--- Stored data entries ---
::::::::

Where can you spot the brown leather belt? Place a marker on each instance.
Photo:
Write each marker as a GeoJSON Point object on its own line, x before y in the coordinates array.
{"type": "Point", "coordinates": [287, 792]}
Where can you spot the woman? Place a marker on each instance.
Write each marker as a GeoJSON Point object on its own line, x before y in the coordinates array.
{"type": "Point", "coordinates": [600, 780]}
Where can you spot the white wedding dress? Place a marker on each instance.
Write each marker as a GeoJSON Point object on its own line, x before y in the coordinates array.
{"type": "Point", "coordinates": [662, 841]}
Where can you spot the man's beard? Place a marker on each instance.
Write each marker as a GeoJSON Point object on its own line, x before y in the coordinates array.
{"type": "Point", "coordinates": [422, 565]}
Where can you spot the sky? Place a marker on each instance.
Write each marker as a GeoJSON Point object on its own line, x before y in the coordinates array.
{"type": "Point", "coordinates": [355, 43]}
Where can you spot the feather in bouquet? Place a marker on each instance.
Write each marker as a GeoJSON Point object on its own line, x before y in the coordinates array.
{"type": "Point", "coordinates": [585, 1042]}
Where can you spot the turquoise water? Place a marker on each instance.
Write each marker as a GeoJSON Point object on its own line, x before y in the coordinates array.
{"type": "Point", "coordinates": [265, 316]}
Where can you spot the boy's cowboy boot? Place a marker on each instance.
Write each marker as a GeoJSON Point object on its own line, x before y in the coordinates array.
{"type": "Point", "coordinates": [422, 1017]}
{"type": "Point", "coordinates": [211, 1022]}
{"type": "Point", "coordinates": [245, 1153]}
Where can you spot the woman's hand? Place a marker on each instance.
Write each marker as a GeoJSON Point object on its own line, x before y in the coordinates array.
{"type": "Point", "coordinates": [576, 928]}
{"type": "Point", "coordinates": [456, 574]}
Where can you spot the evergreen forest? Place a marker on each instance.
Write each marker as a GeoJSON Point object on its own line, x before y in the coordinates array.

::::::::

--- Task requirements ---
Repeat word for word every line from the start of the entries to the line holding "Where can you spot the feather", inclusive, and nothing else.

--- Task answer ---
Where can you spot the brown leather belt? Place a marker on each instance.
Photo:
Write each marker as a GeoJSON Point object on its own line, x before y in the coordinates array.
{"type": "Point", "coordinates": [287, 792]}
Where can you spot the woman? Place a marker on each instance.
Write each marker as a GeoJSON Point object on its own line, x before y in the coordinates array.
{"type": "Point", "coordinates": [600, 780]}
Where can you spot the white wedding dress? Place a marker on each instance.
Write each marker as a GeoJSON Point object on its own line, x before y in the coordinates array.
{"type": "Point", "coordinates": [662, 841]}
Where can you spot the man's beard? Place a marker on each instance.
Write each marker as a GeoJSON Point object on its own line, x before y in the coordinates array.
{"type": "Point", "coordinates": [422, 565]}
Where can you spot the sky? Place a marker on each instance.
Write each marker as a GeoJSON Point object on its own line, x before y in the coordinates array.
{"type": "Point", "coordinates": [355, 43]}
Where can you spot the feather in bouquet? Place a marker on each instance.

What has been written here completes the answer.